* Fragmento dado *

——————————

Por supuesto, la voz de Margarita no se apagó con esa llamarada. No hemos encontrado, por desgracia, sus Poemas cardinales, publicados por la Universidad de Guanajuato en 1964, pero con ese libro dejó en claro que tenía una vocación literaria firme. Marcada por la tragedia, hermosa, romántica, inteligente, se convirtió entonces en la musa joven más codiciada de Guanajuato. Su amiga Alicia Zendejas ha referido que, a mediados de los cincuenta, el poeta Marco Antonio Montes de Oca, de visita por la ciudad, se enamoró de ella y en su afán por seducirla “por poco se rompe la crisma cuando intentó escalar con una riata a la ventana de la habitación donde Margarita dormía”. Años antes, y según la misma fuente, un ilustre personaje de las letras mexicanas, cuya identidad no reveló Zendejas, fue rechazado por Margarita durante una fiesta en el Distrito Federal y amenazó con arrojarse a las llantas de un camión de volteo que recogía en Paseo de la Reforma los escombros del Ángel de la Independencia, recién caído en el temblor del 57. No sólo rompía corazones, también corrían leyendas picarescas acerca de su intimidad. Según me contó la propia Margarita, Jorge Ibargüengoitia se inspiró en ella para crear el personaje de Gloria Revirado, la seductora heroína de Estas ruinas que ves, aquejada de un soplo en el corazón que la mataría cuando tuviera su primer orgasmo, según el falso rumor esparcido en Cuévano por un grupo de borrachines. Ignoro si Margarita fue víctima de ese rumor en la vida real, pero hay un testimonio de su larga amistad con Ibargüengoitia: el responso fúnebre “Pase de abordaje”, que escribió al enterarse del accidente aéreo donde el novelista perdió la vida. 

Aunque en México le sobraban galanes, Margarita se casó por primera vez con un gringo de origen italiano, el músico Raymond Thomas Fabrizio, flautista de oro de la Sinfónica de San Francisco. Se conocieron en 1965, cuando Margarita fue invitada a la Universidad de Stanford en calidad de profesora huésped y vivieron juntos tres años en Monterey, California, donde tuvieron un hijo, el único de Margarita: Raymundo Fabrizio Villaseñor, que heredó la vocación paterna y más tarde sería un excelente pianista. En aquel tiempo (mediados de los sesenta), California era la cuna de una revolución cultural y ese ambiente de libertad aguijoneó sin duda el talento de la joven madre. En esos años escribió La ciudad de cristal, un libro dionisiaco y whitmaniano, en el que pasa de la condensación al desbordamiento lírico. De esa obra de plenitud sobresalen el “Poema del sábado” y el “Poema del domingo”, dos cantos de largo aliento, excepcionales en la obra de una poeta que por lo general prefirió las formas breves. Emancipada de las cadenas psicológicas que pesaban sobre las mujeres en la década anterior, exige de la vida “un átomo de luz para saber qué es lo que amo / una chispa de fuego para incendiar la rutina”, y agobiada por la grisura del lunes, se abandona al ímpetu de una pasión proliferante que desborda los límites del cuerpo humano: “En mi talle floreció el naranjo y en mi rostro florecieron los olmos / y mis dos brazos largos y tiernos como la yedra se asían al muro de tu cuerpo”.

——————————

Registros de recuadros etiquetados:
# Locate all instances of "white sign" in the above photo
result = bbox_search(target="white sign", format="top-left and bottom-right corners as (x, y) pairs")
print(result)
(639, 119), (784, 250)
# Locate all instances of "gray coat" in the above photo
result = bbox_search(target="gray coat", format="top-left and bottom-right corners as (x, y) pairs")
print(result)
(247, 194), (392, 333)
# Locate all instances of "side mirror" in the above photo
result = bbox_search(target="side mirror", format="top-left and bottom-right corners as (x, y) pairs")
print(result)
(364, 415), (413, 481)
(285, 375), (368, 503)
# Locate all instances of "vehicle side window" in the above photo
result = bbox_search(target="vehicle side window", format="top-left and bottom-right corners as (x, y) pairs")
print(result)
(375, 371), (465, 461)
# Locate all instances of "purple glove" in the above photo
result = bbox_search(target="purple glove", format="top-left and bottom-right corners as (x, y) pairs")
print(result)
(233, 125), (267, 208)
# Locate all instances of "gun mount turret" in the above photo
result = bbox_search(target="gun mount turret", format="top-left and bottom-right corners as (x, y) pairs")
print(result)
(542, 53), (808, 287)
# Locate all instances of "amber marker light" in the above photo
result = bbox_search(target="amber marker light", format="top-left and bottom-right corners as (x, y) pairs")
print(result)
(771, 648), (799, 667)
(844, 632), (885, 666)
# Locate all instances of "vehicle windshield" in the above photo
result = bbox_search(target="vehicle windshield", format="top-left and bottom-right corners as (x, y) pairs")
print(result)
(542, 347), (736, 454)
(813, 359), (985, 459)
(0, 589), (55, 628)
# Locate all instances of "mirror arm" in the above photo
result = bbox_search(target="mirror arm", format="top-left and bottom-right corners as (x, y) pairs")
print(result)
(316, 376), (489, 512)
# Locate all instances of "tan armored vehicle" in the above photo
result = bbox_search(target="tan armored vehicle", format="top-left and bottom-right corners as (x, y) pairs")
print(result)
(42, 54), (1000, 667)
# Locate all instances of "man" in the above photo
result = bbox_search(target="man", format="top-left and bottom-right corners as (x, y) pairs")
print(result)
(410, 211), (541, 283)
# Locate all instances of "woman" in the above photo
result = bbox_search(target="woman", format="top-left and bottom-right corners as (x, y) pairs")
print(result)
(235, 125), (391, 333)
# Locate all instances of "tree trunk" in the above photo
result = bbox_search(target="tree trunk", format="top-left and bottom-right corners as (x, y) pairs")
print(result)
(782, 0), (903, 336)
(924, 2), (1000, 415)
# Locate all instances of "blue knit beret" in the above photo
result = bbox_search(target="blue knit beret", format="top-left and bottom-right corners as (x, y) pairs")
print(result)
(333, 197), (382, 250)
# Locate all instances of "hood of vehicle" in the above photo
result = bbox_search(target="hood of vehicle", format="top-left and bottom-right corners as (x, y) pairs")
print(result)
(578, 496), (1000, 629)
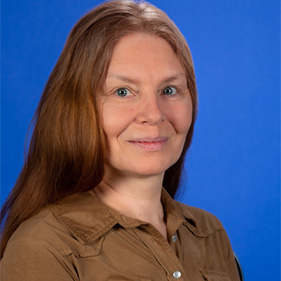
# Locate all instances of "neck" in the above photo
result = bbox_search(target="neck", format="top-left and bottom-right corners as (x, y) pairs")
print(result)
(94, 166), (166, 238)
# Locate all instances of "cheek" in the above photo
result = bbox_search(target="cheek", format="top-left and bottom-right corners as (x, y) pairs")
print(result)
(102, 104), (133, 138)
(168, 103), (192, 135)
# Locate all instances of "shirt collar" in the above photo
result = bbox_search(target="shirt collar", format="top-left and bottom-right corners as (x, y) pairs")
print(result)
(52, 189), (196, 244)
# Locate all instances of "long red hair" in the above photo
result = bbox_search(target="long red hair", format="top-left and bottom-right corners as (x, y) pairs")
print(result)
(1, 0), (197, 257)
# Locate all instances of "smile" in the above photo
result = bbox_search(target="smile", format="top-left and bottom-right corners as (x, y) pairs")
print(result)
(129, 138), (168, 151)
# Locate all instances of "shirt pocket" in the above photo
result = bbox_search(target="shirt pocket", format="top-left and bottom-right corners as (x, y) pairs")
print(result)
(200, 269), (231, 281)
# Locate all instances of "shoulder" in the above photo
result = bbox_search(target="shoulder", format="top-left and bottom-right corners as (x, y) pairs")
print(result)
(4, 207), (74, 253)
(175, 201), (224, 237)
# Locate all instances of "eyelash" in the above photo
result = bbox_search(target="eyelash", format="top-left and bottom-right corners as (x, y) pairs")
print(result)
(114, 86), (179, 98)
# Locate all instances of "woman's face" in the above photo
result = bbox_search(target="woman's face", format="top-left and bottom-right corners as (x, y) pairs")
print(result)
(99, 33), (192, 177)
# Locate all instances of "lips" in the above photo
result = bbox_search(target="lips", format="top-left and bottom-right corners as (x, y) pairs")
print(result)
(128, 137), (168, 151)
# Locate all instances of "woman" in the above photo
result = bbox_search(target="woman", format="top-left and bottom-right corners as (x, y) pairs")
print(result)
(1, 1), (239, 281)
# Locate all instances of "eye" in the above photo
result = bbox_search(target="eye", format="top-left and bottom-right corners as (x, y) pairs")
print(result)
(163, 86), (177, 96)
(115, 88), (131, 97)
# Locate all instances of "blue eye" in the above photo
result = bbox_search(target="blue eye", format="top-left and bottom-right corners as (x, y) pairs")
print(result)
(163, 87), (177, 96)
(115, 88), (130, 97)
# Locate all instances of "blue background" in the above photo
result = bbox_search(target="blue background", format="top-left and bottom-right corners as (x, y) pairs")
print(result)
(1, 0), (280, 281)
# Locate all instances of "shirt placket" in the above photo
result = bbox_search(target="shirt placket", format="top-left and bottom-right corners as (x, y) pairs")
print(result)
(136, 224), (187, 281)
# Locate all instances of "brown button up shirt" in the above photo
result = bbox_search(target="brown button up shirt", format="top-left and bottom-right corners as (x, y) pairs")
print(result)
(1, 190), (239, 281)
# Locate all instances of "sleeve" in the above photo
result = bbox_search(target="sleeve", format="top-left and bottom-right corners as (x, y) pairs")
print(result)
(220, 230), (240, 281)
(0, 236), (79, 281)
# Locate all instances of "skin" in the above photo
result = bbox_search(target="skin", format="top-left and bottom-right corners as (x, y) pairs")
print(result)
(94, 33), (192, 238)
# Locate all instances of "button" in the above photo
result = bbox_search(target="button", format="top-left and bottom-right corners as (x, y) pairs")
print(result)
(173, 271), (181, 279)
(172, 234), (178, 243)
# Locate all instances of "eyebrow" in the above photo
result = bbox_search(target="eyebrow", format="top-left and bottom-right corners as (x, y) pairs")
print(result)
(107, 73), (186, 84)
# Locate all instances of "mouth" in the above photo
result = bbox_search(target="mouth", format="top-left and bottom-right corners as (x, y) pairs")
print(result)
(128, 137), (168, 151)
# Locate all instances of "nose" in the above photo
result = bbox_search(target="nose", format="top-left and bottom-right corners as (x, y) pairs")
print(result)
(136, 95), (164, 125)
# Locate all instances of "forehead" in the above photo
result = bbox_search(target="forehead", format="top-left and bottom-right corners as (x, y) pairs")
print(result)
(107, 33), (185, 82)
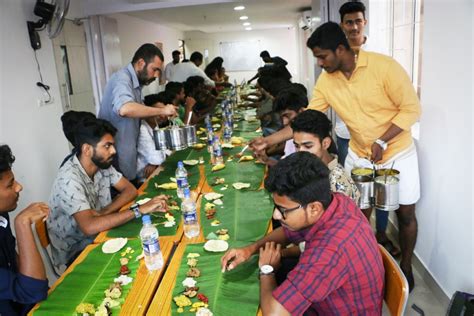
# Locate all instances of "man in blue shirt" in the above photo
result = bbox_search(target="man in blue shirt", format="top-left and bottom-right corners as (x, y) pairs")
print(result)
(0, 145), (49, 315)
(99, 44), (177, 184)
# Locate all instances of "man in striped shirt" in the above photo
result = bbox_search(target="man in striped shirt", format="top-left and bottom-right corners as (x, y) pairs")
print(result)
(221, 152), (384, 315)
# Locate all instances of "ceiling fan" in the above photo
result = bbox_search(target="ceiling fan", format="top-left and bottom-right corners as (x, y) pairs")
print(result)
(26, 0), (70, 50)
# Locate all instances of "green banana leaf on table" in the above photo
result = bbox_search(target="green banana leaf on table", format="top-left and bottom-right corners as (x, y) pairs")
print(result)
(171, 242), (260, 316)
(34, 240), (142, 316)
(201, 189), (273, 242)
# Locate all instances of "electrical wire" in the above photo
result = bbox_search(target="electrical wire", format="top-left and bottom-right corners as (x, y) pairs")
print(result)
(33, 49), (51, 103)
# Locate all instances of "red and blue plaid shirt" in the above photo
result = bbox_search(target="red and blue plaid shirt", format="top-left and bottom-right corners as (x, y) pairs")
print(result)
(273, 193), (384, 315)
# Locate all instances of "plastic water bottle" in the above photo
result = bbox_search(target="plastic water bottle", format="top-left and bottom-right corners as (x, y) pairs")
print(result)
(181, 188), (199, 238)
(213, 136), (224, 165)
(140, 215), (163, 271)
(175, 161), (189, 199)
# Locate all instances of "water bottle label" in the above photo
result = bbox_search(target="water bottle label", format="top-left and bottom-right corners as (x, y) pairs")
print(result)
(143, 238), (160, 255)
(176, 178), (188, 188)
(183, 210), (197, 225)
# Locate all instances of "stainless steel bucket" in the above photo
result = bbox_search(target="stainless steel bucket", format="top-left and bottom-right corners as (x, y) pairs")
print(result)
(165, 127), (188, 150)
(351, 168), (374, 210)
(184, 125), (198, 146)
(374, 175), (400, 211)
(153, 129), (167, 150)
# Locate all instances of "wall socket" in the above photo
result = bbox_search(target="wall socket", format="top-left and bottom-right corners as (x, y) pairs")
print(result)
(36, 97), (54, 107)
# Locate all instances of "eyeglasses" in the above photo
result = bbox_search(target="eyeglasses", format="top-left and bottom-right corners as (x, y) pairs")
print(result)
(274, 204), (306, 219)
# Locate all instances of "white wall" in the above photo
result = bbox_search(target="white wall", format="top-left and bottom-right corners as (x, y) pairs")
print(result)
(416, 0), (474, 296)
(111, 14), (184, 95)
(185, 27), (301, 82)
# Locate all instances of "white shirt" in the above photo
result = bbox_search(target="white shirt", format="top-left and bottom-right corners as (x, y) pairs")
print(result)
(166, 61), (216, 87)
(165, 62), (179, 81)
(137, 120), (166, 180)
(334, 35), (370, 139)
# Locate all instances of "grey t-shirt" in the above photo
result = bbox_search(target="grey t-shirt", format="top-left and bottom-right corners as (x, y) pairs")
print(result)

——————————

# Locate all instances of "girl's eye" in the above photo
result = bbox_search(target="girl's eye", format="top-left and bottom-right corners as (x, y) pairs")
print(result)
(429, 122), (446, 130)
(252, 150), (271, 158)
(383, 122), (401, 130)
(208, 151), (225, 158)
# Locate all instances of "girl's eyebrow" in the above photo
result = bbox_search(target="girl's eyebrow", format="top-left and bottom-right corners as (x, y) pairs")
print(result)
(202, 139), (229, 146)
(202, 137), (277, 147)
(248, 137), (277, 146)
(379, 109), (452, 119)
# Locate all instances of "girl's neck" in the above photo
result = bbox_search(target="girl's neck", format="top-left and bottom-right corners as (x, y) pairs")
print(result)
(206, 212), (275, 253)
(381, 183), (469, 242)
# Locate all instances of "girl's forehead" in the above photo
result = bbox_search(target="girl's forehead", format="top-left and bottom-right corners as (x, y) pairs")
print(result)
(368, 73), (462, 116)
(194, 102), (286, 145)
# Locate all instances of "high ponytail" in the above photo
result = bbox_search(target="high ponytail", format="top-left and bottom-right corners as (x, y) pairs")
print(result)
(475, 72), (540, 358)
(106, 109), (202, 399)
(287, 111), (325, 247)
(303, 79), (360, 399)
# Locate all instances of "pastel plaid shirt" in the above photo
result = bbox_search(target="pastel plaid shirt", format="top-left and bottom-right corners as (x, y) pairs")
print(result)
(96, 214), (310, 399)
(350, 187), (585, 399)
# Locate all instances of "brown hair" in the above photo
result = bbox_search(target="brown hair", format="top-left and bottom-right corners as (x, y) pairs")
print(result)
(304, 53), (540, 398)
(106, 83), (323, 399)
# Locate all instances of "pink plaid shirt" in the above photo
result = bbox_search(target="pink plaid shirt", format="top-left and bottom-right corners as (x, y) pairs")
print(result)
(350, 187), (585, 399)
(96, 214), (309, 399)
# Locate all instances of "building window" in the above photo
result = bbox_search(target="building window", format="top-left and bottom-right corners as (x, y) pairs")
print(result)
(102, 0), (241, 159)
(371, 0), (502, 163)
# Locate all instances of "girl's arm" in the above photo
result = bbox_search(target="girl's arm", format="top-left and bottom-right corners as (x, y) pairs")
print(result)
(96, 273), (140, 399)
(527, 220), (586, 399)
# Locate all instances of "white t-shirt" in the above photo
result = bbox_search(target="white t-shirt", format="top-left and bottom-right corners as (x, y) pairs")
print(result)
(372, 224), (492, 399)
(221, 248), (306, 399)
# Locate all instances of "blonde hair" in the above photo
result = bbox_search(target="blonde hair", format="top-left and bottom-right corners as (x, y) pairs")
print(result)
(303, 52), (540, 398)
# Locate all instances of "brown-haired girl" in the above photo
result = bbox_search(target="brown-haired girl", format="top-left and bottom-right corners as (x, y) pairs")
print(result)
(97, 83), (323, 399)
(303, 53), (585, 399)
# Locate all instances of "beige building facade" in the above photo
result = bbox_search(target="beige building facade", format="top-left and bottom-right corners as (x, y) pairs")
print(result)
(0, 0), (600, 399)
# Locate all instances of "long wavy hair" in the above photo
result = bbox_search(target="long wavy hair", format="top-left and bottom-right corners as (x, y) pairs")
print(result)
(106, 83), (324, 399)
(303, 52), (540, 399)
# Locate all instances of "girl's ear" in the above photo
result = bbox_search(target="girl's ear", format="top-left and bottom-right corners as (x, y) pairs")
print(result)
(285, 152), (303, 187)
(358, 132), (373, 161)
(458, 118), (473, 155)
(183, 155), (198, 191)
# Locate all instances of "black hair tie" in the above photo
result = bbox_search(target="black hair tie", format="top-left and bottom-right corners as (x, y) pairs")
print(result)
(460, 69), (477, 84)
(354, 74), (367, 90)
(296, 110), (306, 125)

——————————

* Qué harás *
1. Según el fragmento, ¿qué instrumento tocaba Raymond Thomas Fabrizio y en qué orquesta?
2. Indica si cada afirmación concuerda con el fragmento y cita las palabras exactas que lo deciden: (a) Los Poemas cardinales fueron publicados por la Universidad de Guanajuato en 1964. (b) Margarita tuvo varios hijos con Fabrizio. (c) Alicia Zendejas reveló quién era el personaje que amenazó con arrojarse a las llantas de un camión.

* Respuestas dadas *
1. Tocaba la flauta: era flautista de oro de la Sinfónica de San Francisco.

2.
(a) Sí: «publicados por la Universidad de Guanajuato en 1964».
(b) No: «un hijo, el único de Margarita».
(c) No: «cuya identidad no reveló Zendejas».